### Set problem
Write out the records word for word, from the start through the line with "point(511, 540)", both included. Leave the pictures out.

### Data records

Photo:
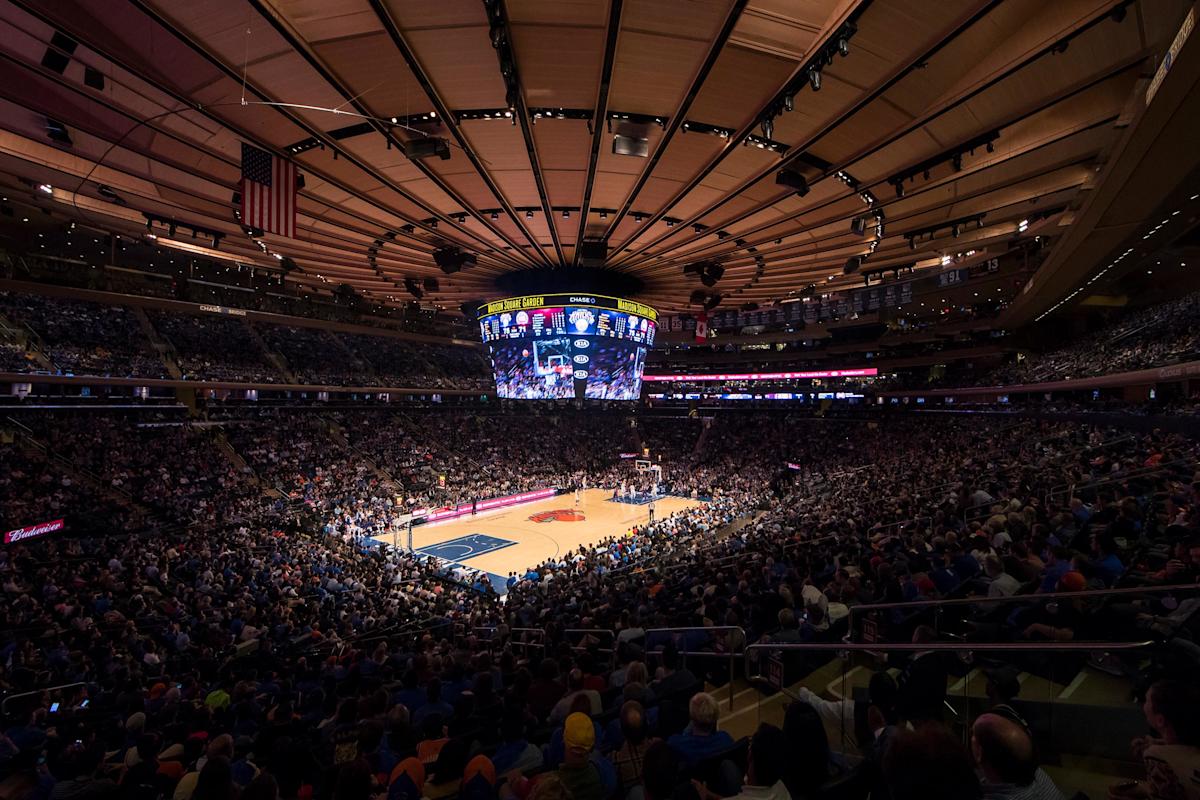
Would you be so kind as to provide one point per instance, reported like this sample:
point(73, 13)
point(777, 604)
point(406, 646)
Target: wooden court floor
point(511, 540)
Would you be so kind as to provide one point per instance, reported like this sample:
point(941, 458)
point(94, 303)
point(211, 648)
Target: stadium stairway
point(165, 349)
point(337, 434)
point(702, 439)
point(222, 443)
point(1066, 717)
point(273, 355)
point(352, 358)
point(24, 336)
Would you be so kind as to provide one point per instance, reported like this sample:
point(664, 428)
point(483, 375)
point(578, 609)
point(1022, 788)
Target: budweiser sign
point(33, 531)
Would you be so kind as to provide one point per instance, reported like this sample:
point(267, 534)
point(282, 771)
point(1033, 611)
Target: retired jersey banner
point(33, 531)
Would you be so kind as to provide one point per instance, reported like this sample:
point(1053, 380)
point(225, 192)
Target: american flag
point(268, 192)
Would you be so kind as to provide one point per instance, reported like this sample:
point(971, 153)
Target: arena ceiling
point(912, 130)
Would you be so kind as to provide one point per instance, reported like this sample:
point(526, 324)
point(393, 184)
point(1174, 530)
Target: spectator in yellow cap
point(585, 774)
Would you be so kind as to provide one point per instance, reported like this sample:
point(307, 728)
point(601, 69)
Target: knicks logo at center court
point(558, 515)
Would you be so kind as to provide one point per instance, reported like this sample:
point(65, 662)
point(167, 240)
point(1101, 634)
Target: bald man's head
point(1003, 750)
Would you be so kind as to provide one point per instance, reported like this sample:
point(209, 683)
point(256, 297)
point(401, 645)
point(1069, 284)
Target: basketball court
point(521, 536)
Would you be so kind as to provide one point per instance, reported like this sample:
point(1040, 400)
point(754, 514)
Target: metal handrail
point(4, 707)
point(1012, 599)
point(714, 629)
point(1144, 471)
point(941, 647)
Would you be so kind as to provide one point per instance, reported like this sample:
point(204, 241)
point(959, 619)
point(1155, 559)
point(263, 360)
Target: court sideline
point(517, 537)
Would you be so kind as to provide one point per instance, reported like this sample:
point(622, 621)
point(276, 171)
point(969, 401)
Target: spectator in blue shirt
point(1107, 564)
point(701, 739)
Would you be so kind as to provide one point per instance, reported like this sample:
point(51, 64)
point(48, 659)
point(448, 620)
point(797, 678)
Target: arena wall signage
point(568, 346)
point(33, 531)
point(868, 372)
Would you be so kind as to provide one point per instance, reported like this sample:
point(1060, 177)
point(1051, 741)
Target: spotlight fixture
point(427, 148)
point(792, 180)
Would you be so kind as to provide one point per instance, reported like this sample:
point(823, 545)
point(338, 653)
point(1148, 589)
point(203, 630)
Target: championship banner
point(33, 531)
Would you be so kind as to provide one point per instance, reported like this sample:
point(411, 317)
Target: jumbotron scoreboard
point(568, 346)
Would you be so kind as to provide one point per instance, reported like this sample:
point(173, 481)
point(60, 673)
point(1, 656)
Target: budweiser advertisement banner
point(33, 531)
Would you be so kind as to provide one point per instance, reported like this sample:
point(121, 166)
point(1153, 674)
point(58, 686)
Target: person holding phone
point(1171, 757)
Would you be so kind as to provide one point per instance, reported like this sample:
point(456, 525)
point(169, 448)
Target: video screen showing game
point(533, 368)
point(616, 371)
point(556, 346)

### Result of this task
Photo:
Would you be so kind as to provide one point per instance, reported like this sample:
point(73, 13)
point(777, 604)
point(406, 646)
Target: wooden court floor
point(511, 540)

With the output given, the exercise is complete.